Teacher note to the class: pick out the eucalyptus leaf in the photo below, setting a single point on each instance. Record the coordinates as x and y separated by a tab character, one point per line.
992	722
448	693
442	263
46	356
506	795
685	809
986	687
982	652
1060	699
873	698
● ● ● ●
**Exercise goal:**
Reproduce the material above without altering a single character.

**Completed exercise:**
Teacher note to the class: pick out the eucalyptus leaf in the photo below, setting a single point on each instance. Record the coordinates as x and y separated by a tab character, one point per line.
992	722
448	693
442	263
46	356
506	795
685	809
986	687
982	652
1060	699
873	698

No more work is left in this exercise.